PROBLEM STATEMENT
Reproduce the records below word for word, starting at the line that contains "Return one point per instance of the window sill." and continuing through the last line of the records, with both ends included.

Entries from a point annotation set
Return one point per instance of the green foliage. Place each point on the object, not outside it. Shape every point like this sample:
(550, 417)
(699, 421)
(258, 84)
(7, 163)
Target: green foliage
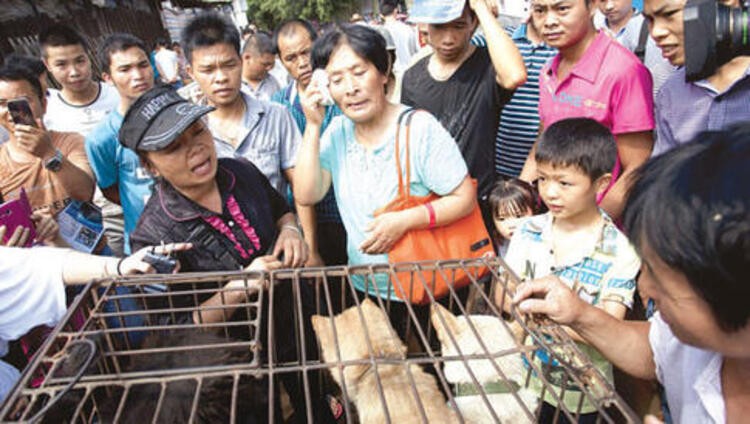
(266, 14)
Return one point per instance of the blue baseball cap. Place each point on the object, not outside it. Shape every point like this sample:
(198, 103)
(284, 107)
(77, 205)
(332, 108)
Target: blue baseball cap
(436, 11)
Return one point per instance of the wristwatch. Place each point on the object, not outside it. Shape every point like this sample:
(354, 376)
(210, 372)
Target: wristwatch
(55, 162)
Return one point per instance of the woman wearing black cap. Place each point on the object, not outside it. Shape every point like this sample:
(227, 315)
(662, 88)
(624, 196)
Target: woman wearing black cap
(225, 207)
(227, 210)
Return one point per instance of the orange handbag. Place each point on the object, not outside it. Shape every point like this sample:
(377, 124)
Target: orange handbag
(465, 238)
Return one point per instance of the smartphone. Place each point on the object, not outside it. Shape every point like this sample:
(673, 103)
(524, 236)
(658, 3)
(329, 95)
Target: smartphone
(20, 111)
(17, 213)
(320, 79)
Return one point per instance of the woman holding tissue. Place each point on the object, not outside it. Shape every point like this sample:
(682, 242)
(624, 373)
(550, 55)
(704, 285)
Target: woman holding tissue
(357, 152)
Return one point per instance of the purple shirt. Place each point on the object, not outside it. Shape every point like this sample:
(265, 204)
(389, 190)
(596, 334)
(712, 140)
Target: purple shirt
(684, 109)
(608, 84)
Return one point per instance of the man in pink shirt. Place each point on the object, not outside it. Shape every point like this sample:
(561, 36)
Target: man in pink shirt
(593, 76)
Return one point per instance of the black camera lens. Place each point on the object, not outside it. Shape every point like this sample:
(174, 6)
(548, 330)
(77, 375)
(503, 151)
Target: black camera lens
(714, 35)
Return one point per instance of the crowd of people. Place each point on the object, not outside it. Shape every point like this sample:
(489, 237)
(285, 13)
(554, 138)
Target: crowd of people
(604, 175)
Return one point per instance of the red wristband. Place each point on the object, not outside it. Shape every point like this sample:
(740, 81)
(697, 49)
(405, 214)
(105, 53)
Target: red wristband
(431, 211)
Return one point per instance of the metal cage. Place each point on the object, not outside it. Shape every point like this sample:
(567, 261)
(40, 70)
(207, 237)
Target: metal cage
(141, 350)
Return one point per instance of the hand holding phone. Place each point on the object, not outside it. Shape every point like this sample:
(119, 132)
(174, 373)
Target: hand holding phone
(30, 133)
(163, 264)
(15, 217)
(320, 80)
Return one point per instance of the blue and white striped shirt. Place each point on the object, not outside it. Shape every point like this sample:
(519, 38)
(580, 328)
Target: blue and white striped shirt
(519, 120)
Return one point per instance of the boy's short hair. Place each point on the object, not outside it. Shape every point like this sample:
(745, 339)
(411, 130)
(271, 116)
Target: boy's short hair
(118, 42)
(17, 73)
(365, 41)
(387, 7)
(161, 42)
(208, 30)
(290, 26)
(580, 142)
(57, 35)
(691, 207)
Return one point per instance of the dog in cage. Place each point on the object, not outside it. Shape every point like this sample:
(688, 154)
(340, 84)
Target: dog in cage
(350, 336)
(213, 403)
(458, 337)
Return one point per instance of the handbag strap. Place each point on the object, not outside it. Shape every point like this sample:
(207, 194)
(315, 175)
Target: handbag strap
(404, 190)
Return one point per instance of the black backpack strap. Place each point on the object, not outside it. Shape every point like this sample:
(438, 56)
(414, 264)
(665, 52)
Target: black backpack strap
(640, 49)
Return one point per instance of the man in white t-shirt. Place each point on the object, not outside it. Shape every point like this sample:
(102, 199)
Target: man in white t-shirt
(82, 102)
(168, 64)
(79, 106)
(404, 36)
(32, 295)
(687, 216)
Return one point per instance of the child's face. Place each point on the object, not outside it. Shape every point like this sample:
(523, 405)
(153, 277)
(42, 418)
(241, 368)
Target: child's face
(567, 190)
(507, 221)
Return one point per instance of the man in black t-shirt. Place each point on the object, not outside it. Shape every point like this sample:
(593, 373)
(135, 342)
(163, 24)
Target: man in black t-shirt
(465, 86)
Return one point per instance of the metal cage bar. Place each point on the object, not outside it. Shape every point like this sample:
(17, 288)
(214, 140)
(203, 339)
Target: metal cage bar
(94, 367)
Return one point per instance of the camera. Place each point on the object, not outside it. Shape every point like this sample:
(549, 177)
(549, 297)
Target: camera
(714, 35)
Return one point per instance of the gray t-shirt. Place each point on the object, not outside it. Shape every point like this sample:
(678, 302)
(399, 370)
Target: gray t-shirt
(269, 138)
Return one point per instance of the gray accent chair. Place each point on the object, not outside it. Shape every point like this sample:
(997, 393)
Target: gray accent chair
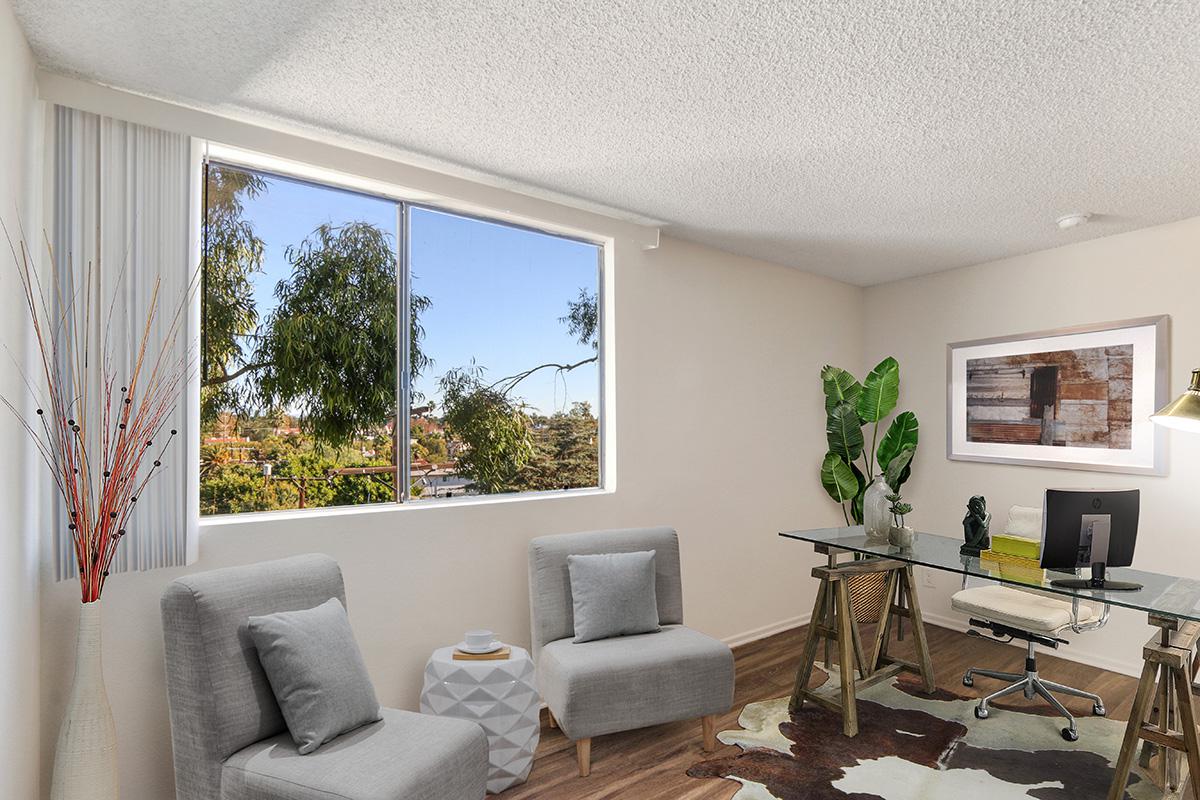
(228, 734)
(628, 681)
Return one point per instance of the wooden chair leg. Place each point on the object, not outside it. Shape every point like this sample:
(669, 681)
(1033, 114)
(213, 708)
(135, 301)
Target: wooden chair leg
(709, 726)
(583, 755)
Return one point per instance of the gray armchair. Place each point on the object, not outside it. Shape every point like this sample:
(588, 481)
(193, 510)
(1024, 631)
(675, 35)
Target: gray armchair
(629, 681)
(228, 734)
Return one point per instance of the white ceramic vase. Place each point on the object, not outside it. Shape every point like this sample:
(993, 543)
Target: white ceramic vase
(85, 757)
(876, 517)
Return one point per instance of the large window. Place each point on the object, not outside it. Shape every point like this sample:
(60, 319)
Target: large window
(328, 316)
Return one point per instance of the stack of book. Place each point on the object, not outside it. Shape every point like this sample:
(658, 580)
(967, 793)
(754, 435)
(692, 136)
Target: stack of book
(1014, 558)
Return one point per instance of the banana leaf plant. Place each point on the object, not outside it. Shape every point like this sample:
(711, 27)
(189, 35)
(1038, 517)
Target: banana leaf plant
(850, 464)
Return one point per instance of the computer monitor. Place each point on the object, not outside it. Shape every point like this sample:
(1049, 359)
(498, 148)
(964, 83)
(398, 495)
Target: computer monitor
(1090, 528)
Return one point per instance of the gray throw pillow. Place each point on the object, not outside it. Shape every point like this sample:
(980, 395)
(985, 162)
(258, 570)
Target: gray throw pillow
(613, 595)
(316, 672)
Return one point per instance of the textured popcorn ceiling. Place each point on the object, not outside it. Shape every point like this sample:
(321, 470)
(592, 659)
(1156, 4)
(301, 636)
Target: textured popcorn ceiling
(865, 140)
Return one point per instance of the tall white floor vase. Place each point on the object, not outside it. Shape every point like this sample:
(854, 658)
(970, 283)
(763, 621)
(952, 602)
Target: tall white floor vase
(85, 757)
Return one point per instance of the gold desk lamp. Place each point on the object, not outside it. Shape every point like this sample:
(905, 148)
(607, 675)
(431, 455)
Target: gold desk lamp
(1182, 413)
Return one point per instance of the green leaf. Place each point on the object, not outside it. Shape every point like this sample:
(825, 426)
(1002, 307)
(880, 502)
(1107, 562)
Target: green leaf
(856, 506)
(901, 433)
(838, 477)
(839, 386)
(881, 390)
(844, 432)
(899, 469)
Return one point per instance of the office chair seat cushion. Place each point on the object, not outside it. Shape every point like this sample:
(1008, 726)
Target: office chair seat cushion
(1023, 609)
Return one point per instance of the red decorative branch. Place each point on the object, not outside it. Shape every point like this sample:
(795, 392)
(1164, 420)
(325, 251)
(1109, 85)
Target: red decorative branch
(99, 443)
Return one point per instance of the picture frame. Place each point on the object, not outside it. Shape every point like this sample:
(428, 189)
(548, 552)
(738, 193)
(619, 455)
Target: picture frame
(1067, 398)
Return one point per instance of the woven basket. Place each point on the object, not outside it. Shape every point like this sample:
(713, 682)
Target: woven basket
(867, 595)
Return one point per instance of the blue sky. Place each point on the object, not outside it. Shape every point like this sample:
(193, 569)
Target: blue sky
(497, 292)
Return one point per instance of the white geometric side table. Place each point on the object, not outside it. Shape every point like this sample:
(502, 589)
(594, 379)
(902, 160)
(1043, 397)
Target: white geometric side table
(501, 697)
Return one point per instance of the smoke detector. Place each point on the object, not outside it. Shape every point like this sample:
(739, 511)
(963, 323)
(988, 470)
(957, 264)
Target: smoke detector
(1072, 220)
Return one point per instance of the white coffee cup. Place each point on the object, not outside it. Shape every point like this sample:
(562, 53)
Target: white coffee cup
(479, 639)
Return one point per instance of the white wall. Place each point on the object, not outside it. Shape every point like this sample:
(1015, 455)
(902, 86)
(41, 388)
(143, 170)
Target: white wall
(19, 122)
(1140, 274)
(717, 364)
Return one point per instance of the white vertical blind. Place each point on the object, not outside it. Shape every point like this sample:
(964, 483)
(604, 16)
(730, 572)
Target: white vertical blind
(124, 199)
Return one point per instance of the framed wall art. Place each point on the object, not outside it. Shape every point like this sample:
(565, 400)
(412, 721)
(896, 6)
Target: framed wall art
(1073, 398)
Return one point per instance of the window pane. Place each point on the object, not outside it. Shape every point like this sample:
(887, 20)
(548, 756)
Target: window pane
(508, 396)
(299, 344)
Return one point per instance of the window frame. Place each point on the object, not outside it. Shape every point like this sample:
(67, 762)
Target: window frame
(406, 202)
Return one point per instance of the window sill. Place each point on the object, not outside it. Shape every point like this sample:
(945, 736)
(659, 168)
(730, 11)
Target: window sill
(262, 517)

SOLUTION BELOW
Return one point per instance of the window sill. Place each point on the object, not outside it. Shape every point like this sample:
(945, 736)
(659, 168)
(730, 11)
Target: window sill
(262, 517)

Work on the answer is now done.